TASK DIRECTIONS:
The records should be repeated word for word, pictures excluded.
━━━ SUPPLIED DATA
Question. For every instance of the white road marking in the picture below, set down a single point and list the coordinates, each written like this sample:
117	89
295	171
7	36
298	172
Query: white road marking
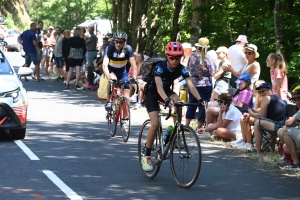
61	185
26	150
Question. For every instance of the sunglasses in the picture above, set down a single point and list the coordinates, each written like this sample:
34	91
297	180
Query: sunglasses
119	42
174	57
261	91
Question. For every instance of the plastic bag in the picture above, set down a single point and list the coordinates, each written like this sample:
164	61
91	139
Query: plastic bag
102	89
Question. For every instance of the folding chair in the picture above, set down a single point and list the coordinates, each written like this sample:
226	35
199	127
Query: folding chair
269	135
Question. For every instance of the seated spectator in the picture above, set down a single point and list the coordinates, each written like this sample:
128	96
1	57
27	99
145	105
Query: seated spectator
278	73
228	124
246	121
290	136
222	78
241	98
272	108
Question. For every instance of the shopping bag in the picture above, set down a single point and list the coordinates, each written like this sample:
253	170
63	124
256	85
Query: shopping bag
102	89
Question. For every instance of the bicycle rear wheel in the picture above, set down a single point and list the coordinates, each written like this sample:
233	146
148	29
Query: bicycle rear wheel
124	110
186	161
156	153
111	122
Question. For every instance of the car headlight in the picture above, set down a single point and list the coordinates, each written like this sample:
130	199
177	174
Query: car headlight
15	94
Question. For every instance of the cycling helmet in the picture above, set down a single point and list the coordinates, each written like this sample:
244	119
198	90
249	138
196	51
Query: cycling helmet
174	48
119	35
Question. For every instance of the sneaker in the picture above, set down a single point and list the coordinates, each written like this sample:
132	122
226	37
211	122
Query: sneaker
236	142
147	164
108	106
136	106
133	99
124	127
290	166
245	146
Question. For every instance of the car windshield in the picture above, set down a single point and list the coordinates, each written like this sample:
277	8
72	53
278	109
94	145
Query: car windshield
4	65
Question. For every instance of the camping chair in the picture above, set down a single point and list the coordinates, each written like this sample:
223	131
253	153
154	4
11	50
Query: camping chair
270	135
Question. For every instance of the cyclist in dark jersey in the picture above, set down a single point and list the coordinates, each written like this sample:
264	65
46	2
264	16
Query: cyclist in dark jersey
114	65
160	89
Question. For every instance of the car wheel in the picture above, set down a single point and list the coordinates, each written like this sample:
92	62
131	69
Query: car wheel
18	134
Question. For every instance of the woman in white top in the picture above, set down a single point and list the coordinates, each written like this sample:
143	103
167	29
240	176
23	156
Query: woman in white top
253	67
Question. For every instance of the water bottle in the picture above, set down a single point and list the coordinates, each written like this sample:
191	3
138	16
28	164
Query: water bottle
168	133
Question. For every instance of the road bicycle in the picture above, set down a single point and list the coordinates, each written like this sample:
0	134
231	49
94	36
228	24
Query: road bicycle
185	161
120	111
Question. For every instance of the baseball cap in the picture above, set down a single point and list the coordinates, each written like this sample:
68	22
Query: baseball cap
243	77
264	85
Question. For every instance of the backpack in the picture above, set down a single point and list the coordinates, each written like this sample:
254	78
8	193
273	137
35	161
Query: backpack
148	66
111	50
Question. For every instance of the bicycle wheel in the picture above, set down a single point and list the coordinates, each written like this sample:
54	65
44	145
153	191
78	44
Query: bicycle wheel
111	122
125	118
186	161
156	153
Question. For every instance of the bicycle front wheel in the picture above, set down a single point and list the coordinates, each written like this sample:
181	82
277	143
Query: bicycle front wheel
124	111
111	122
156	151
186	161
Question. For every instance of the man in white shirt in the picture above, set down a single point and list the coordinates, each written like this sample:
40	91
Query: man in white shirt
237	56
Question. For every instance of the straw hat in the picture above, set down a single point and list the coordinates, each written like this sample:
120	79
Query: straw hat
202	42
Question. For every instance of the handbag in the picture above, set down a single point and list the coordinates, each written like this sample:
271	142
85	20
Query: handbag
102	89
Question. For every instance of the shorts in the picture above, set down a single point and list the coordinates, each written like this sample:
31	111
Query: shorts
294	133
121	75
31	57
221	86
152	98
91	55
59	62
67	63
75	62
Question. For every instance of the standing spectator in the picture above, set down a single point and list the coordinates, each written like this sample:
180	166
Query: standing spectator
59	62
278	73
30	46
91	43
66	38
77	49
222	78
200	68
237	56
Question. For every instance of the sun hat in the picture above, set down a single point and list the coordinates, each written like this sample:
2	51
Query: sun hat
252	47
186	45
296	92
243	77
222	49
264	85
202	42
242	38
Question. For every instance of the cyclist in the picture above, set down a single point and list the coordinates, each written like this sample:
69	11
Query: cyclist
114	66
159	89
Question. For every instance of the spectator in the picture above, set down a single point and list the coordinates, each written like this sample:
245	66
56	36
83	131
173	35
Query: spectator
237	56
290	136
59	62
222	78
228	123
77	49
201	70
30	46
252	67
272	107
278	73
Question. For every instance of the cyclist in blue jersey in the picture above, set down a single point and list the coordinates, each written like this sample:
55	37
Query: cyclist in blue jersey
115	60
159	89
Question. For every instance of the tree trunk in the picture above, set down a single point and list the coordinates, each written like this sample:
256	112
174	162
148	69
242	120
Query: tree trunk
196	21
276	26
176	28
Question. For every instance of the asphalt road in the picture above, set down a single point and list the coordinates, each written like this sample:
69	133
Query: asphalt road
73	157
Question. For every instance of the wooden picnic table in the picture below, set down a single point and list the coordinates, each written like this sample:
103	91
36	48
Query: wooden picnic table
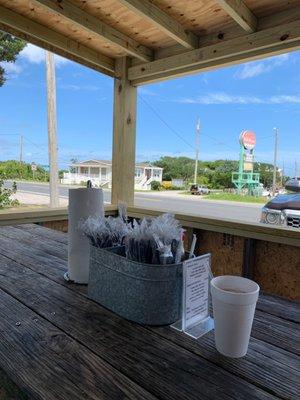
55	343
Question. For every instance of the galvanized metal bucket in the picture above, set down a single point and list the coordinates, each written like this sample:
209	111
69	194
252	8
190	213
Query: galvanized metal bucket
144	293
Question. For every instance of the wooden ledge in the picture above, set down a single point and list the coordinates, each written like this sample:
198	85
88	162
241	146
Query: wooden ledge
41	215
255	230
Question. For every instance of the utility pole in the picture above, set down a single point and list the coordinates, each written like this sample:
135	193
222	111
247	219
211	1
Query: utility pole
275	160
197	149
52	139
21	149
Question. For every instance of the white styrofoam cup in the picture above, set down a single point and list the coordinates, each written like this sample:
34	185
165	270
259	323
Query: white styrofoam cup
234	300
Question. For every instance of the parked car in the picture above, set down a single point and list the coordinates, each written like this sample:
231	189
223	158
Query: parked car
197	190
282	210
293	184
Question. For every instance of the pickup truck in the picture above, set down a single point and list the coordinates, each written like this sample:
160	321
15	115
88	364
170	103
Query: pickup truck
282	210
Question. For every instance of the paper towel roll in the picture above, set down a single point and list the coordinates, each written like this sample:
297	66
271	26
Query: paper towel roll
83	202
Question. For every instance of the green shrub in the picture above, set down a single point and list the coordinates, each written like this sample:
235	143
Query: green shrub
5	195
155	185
━━━━━━
WRITTEN SOLUTION:
Question. For every instance of the white road marking in the picture below, set down a single point and list the coordinates, each written like this sample:
117	89
295	171
7	36
298	172
Query: white road marking
61	185
26	150
Question. For every instance of the sunglasses in the picture above, set down a single point and list the coordinates, each written like this sample:
34	91
297	180
Query: sunglasses
119	42
174	57
261	91
Question. For every instance of the plastic bag in the picture above, set down a single point and list the coordinates, each written like this sample:
164	61
91	139
Query: plastic bag
102	89
Question. For every instance of the folding chair in the picture above, set down a single point and list the coordinates, each written like this sample:
226	35
199	127
Query: folding chair
269	135
Question. For every instance of the seated spectator in the picture above, set down a single point and list the coordinates, each written like this sample:
128	96
1	57
27	99
145	105
Query: seated spectator
278	73
228	124
246	121
290	136
222	78
241	98
272	108
Question. For every instance of the shopping bag in the picture above, set down a single point and list the coordinates, each written like this sample:
253	170
63	124
256	85
Query: shopping bag
102	89
Question. For every instance of the bicycle rear wheel in the picture above, set down a single point and list the coordinates, each written like this sample:
233	146
148	29
Query: bicycle rear wheel
124	110
186	161
156	153
111	122
Question. For every instance of the car headlight in the picture above, set down a single point and list the coordinates, each written like this sample:
130	199
177	174
Query: car headlight
15	94
Question. For every instance of the cycling helmet in the picture above, set down a single point and list the coordinates, each written like this sample:
244	119
198	90
249	138
196	51
Query: cycling helmet
174	48
119	35
Question. For every instance of the sneaker in the picture above, set down a single point and list the coordinates, each written like this sample:
132	122
226	37
211	122
Query: sneaker
236	142
147	164
108	106
136	106
133	99
124	127
290	166
245	146
Question. For every instance of the car windshield in the picture above, set down a single point and list the coordinates, each written like this sample:
277	8
72	53
278	109
94	145
Query: car windshield
4	65
Question. For every instance of the camping chair in the picture above, set down a single point and list the coordinates, each written like this sample:
223	131
253	153
154	4
11	50
Query: camping chair
270	135
Question. For every instance of the cyclist in dark jersey in the picture above, set down a single point and list the coordinates, each written like this sample:
264	65
46	2
264	16
Query: cyclist in dark jersey
114	65
160	89
Question. For every instance of the car wheel in the picture above, set down a single point and list the coordinates, each written like this sample:
92	62
131	69
Query: car wheel
18	134
Question. For every instance of the woman in white top in the picture above, set down a single point and list the coordinates, each written like this sample:
143	103
167	29
240	176
23	156
Query: woman in white top
253	67
Question. For every instance of the water bottle in the picture above, set down a single point and list the coordinates, each written like this sample:
191	3
138	16
28	164
Query: water bottle
168	133
Question. For every instance of the road bicycle in the picture above, set down a single point and list the coordinates, each written like this sample:
0	134
231	49
94	36
228	24
Query: road bicycle
185	161
120	111
Question. For every instance of the baseball cap in the picture above, set down a single point and list the coordinates, each written like this sample:
68	22
Query: baseball cap
243	77
264	85
Question. For every instance of the backpack in the picture above, set down a single point and list the coordinates, each written like this sample:
254	78
8	193
273	137
35	161
Query: backpack
148	66
111	50
Question. For every instance of the bicycle wheel in the picture above, set down a single point and list the coordinates, each written like this sample:
54	65
44	145
153	191
78	44
Query: bicycle wheel
111	122
125	118
186	161
156	153
Question. For every instance of the bicycle front wheel in the picture above, set down a single point and list the coordinates, each written like this sample:
181	82
277	143
Query: bicycle front wheel
124	111
111	122
156	151
186	161
Question. For every instance of the man in white shirt in the picture above, set down a single point and list the coordinates, each written like this sample:
40	91
Query: man in white shirt
237	56
Question. For every instance of the straw hat in the picture above, set down a single point and list the coordinates, each written like this sample:
120	79
Query: straw hat
202	42
Question. For every instance of the handbag in the picture above, set down a single point and list the coordinates, each written like this sample:
271	142
85	20
Query: handbag
102	89
Question. For every instance of the shorts in the picture above, set down a single point and list the coordinates, each written like this sample:
31	111
Query: shorts
294	133
121	75
31	57
221	86
152	98
91	55
59	62
67	63
75	62
Question. For every instance of the standing spectator in the picture above, set down a single point and list the coordinates, each written like this sample:
180	166
Query: standing spectator
59	62
278	73
30	46
91	43
66	38
77	49
222	78
200	68
237	56
Question. For every instance of the sun hat in the picture above, set down a single point and list the coordinates, each written like this sample:
2	51
Query: sun hat
252	47
186	45
296	92
243	77
222	49
264	85
202	42
242	38
Question. For every instance of the cyclist in the picture above, set down a single point and list the coordinates, each written like this sample:
69	11
Query: cyclist
114	66
159	89
Question. For every instance of the spectator in the picture above, set down a single point and list the coordinates, each written like this sample:
245	66
56	36
83	131
173	35
Query: spectator
237	56
290	136
59	62
222	78
228	123
77	49
201	70
30	46
252	67
272	107
278	73
Question. For every instance of the cyclist in blue jersey in the picture above, set down a single point and list the coordinates, each written like this sample:
55	37
Query: cyclist in blue jersey
115	60
159	89
Question. For every instance of the tree trunk in the picture above, set down a single point and list the coordinates, each written like this sample:
256	112
174	162
148	69
242	120
Query: tree trunk
196	21
276	26
176	28
Question. For every instance of the asphalt road in the picture above, set down a single point and list the coordinates, each written like this sample:
69	133
Query: asphalt road
73	157
Question. For every instance of the wooden picnic table in the picture below, set down a single point and list the coordinates, each written like this sample:
103	91
36	48
Query: wooden picnic table
55	343
Question. For every instance of the galvanized metal bucket in the picture above, set down a single point and list the coordinates, each written like this sample:
209	111
69	194
252	8
190	213
Query: galvanized metal bucket
144	293
Question. For every instance of the wooden ledge in the picture above, set down a single point and list the coordinates, each written like this sample:
198	85
88	162
241	146
Query: wooden ledge
41	215
255	230
Question. For every instance of the utility pole in the picture above, set down a single point and list the coordinates, each written like this sample:
135	193
222	111
247	219
211	1
Query: utility pole
275	160
197	149
52	139
21	149
Question. For every instance of the white styrofoam cup in the picture above, set down a single point and list the coordinates, each written like this sample:
34	185
165	270
259	323
Query: white styrofoam cup
234	300
Question. For every instance of the parked car in the picture above, set down a single point and list the coordinates, each written like this sample:
231	189
223	158
Query: parked car
197	190
282	210
293	184
Question. For every instance of the pickup truck in the picture above, set down a single point and list the coordinates, each written like this sample:
160	321
15	115
88	364
170	103
Query: pickup truck
282	210
Question. For every instance of the paper towel roll in the picture above, set down a single point and list the coordinates, each written like this sample:
297	66
271	26
Query: paper towel roll
83	202
Question. For every instance of the green shrub in the picture above, set down a single point and list the coordinates, each written like this sample:
235	143
Query: green shrub
5	195
155	185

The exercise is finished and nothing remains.